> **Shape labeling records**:
--- START ---

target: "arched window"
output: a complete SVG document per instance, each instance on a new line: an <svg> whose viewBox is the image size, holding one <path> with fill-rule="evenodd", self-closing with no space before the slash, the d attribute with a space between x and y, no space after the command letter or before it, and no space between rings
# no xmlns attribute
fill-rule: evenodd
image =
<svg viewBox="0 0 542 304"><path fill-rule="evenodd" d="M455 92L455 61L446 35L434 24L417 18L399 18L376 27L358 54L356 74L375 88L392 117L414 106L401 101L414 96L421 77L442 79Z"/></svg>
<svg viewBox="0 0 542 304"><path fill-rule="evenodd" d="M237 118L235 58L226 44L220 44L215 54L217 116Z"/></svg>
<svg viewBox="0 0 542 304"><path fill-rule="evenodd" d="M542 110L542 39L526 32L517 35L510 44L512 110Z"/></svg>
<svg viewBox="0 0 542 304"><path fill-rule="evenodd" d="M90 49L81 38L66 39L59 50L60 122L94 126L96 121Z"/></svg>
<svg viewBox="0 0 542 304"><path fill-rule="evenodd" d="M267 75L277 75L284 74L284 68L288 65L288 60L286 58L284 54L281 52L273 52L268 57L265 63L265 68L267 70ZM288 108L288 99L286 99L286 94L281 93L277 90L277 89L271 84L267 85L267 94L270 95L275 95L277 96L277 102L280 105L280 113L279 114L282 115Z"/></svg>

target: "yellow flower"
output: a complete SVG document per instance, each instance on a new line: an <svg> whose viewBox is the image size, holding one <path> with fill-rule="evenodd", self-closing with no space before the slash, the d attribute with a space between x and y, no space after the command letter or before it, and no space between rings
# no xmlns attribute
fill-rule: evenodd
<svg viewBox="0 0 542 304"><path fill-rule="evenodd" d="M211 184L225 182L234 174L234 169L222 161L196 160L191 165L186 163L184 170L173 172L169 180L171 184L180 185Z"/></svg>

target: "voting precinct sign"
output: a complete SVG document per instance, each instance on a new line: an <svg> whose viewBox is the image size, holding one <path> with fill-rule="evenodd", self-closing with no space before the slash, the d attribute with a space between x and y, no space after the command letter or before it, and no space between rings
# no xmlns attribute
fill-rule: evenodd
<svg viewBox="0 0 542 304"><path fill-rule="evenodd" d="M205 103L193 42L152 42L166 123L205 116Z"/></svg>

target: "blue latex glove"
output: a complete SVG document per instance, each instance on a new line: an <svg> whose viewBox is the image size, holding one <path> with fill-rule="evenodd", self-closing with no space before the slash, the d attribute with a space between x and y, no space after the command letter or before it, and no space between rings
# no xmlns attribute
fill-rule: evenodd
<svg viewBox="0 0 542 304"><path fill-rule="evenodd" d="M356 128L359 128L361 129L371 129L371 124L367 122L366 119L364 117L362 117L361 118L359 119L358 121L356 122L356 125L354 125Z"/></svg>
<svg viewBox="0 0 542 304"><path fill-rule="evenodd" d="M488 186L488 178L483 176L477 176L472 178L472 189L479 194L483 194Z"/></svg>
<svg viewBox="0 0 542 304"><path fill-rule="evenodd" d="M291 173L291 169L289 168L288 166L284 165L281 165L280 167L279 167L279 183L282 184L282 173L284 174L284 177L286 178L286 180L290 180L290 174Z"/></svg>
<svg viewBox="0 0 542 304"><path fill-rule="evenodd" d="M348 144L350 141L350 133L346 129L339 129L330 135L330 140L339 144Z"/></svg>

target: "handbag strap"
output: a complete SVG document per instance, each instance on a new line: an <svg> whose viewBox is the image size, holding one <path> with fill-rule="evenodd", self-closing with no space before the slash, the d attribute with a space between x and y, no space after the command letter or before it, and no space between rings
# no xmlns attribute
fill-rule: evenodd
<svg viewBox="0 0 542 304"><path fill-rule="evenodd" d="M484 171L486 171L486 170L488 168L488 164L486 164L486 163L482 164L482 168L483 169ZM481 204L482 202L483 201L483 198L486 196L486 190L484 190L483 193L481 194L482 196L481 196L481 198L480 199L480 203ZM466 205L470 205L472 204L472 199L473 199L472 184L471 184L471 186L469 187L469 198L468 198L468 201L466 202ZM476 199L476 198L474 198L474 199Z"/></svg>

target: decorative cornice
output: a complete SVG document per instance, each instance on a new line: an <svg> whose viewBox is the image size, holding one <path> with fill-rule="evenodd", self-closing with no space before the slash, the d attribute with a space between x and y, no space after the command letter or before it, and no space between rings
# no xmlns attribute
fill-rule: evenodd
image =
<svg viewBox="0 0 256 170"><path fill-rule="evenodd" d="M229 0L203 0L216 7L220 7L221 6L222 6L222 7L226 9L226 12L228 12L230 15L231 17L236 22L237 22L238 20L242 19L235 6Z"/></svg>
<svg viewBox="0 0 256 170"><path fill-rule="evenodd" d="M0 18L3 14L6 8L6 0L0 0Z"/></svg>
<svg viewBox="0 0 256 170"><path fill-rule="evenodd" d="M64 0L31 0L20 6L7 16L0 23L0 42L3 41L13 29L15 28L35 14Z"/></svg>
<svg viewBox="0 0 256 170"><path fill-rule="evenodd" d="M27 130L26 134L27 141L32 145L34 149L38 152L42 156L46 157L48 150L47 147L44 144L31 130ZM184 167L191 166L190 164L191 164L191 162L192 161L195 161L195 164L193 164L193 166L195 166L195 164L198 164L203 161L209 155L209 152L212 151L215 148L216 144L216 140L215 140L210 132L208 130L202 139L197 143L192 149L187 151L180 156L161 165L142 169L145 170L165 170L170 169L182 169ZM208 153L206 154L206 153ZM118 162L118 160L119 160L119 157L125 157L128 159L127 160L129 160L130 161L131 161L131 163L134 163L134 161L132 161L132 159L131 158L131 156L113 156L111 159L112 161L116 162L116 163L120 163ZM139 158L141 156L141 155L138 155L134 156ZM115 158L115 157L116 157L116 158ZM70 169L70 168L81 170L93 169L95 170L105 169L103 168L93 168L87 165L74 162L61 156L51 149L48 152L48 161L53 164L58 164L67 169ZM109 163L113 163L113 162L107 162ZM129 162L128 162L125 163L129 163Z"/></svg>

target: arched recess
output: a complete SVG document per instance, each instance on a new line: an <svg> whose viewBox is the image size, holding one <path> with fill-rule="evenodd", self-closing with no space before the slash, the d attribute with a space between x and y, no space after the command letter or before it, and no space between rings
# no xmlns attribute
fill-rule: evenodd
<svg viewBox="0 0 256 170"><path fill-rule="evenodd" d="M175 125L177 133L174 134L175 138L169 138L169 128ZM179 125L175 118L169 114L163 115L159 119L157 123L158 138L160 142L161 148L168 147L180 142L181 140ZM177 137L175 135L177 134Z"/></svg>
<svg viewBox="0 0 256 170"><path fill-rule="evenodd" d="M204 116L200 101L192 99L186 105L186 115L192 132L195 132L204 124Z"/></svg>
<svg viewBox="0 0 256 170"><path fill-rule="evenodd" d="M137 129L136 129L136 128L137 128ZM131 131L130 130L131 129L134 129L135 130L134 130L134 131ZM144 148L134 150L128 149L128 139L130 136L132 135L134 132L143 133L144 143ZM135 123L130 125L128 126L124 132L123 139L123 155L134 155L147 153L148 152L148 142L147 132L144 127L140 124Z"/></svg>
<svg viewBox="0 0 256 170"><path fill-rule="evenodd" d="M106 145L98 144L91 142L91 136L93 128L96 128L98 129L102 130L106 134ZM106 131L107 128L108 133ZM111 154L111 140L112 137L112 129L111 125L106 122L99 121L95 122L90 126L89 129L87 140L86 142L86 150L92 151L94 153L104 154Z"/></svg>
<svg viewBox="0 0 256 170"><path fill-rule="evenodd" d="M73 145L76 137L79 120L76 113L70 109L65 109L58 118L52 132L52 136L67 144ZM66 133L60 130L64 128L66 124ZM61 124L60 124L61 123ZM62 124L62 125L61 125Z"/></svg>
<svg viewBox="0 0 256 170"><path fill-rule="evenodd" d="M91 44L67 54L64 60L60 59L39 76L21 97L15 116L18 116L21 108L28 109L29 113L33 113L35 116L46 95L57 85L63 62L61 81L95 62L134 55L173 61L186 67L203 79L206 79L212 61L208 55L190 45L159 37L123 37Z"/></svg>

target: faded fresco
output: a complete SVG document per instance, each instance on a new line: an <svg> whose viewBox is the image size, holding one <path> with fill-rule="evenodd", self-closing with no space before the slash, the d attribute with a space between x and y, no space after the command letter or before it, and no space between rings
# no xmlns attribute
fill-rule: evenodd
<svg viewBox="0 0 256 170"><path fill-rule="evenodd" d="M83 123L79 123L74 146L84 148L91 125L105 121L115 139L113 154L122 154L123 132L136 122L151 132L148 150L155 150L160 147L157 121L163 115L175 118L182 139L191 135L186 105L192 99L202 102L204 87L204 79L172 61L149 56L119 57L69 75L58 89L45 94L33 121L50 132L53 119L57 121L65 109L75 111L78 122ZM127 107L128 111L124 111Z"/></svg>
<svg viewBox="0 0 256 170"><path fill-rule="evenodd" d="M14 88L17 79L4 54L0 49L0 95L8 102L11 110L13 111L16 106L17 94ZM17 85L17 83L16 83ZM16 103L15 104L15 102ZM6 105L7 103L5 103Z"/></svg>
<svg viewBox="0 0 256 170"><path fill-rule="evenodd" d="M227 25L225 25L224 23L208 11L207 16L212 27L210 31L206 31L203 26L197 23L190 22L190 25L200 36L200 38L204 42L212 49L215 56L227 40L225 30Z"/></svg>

--- END ---

> **Job**:
Rewrite the material above as a numbered list, from its first line through the line containing "110L542 39L526 32L517", both included, leaving out any blank lines.

> **Correct result**:
1. target: "arched window"
2. output: a complete SVG document per instance, each instance on a new line: an <svg> whose viewBox is the image size, holding one <path> with fill-rule="evenodd", self-closing with no space before the slash, the d attribute with a space between x and y, no space after the command letter or before it, and no space between rings
3. # no xmlns attribute
4. fill-rule: evenodd
5. image =
6. <svg viewBox="0 0 542 304"><path fill-rule="evenodd" d="M455 92L455 61L446 35L434 24L417 18L399 18L376 27L358 54L356 74L375 88L392 117L414 106L401 101L414 96L421 77L442 79Z"/></svg>
7. <svg viewBox="0 0 542 304"><path fill-rule="evenodd" d="M237 118L235 58L226 44L220 44L215 54L217 116Z"/></svg>
8. <svg viewBox="0 0 542 304"><path fill-rule="evenodd" d="M542 110L542 39L526 32L517 35L510 44L512 110Z"/></svg>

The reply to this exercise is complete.